Exercise details>
Copy every line below, from the line containing "For every instance of the white ceramic jug, the" down to the line containing "x=35, y=858", including both of those lines.

** begin Given data **

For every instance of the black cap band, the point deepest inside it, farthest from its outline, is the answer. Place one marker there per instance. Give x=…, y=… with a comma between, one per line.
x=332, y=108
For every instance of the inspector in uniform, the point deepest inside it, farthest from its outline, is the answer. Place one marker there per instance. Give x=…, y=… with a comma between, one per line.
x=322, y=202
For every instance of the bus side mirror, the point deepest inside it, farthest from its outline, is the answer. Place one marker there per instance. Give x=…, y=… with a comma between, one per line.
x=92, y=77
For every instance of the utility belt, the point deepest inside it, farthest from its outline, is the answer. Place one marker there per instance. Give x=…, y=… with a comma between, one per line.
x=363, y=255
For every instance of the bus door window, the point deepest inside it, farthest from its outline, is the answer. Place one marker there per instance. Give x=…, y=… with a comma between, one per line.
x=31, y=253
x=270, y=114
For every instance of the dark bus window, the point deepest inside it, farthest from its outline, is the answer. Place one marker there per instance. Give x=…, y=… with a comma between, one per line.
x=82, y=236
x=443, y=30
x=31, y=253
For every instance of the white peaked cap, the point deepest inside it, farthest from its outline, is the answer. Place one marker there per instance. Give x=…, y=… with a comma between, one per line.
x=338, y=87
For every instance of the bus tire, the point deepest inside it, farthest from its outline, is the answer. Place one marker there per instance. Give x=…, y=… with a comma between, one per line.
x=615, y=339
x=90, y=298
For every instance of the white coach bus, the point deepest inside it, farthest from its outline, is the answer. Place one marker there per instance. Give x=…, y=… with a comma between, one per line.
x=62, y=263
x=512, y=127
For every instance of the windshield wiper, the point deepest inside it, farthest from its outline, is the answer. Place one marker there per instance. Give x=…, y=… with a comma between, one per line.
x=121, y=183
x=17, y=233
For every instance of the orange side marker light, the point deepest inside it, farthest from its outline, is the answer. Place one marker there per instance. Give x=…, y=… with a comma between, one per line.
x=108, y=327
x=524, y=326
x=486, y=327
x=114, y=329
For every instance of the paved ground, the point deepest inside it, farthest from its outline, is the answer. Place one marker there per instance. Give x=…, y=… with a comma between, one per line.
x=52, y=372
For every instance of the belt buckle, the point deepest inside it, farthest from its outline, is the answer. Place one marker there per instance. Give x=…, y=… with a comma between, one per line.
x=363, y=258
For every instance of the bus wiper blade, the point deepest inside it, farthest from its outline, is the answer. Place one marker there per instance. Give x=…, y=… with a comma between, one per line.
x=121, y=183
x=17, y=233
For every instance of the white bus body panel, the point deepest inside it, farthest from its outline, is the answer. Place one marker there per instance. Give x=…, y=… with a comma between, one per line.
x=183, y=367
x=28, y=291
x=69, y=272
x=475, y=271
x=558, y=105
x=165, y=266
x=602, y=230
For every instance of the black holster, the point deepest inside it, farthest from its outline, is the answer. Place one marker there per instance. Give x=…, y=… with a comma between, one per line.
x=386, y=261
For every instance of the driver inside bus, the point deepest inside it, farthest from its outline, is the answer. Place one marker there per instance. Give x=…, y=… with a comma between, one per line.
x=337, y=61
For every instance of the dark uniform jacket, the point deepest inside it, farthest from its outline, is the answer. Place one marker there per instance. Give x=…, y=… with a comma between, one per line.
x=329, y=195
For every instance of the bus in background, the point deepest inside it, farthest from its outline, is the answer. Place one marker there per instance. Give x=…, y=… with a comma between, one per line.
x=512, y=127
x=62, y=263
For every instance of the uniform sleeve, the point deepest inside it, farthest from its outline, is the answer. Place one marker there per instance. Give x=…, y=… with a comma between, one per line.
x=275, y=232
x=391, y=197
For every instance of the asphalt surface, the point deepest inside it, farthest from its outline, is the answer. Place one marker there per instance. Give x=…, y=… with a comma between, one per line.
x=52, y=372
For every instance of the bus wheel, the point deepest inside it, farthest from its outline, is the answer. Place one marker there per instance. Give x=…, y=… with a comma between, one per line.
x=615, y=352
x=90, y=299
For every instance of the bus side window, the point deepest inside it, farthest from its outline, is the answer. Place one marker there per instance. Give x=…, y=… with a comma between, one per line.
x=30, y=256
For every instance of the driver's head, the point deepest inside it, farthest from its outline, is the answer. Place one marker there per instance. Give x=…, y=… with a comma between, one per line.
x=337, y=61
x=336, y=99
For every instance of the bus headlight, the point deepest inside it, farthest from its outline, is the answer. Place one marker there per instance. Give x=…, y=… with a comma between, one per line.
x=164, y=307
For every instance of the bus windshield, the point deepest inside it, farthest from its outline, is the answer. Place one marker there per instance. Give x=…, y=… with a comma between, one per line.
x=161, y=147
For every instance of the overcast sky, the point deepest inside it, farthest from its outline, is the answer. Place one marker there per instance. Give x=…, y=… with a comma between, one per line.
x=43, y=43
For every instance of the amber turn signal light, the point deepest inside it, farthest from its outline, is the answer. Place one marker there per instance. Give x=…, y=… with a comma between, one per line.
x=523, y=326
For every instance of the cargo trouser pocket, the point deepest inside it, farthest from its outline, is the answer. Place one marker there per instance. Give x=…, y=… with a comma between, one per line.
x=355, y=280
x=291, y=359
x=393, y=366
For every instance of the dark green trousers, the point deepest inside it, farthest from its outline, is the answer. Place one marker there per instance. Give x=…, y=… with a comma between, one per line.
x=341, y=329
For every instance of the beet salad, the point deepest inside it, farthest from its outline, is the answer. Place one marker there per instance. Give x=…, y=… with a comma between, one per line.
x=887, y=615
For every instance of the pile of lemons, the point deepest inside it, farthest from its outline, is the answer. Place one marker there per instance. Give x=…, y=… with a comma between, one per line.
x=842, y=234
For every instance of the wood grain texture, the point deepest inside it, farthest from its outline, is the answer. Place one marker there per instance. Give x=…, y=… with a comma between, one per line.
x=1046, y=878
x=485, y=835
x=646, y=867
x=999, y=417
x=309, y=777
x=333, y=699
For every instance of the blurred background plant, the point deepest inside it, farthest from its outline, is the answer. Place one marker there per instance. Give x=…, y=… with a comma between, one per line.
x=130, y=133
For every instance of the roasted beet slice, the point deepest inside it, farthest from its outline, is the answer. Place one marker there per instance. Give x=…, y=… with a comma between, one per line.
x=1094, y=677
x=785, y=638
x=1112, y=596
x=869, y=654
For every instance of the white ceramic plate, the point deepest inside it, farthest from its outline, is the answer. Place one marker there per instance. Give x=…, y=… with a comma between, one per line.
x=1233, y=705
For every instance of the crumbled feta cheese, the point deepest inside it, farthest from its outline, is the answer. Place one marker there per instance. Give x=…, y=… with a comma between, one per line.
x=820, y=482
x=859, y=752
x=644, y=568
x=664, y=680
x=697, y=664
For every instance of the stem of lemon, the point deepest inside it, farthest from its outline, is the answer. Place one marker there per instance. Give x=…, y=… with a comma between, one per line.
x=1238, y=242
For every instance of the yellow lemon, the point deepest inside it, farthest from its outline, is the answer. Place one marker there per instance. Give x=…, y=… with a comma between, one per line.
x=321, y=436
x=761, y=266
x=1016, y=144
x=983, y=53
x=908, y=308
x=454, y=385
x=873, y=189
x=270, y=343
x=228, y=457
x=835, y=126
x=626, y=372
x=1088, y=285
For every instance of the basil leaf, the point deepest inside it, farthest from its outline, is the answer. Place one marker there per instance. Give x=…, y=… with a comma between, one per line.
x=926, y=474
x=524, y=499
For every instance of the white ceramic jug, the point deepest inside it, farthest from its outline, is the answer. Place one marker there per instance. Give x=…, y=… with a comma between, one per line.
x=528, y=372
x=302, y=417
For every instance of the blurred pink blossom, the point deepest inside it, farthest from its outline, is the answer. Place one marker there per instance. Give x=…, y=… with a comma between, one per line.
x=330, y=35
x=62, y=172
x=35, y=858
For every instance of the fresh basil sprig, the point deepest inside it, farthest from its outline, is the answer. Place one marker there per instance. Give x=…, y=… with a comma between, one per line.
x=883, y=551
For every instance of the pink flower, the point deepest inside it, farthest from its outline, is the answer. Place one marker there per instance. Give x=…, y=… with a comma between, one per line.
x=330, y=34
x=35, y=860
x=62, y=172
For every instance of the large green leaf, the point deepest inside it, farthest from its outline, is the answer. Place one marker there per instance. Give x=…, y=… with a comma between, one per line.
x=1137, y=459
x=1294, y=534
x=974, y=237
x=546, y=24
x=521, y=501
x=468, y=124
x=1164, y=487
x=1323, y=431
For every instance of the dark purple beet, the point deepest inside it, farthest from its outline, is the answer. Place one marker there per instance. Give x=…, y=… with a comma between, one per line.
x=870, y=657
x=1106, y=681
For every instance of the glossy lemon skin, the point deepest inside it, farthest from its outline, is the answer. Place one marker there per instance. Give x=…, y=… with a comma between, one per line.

** end Given data **

Answer in full>
For every instance of the white ceramic jug, the point deepest inside it, farthest from its outline, is the answer. Place one marker there per instance. Give x=…, y=… with a comma between, one per line.
x=528, y=372
x=302, y=417
For every instance of the blurred pink blossom, the point deepest inside it, farthest from its outline, is the answer. Place one marker there per instance. Give x=…, y=… with a comma between, one per line.
x=330, y=35
x=62, y=172
x=35, y=858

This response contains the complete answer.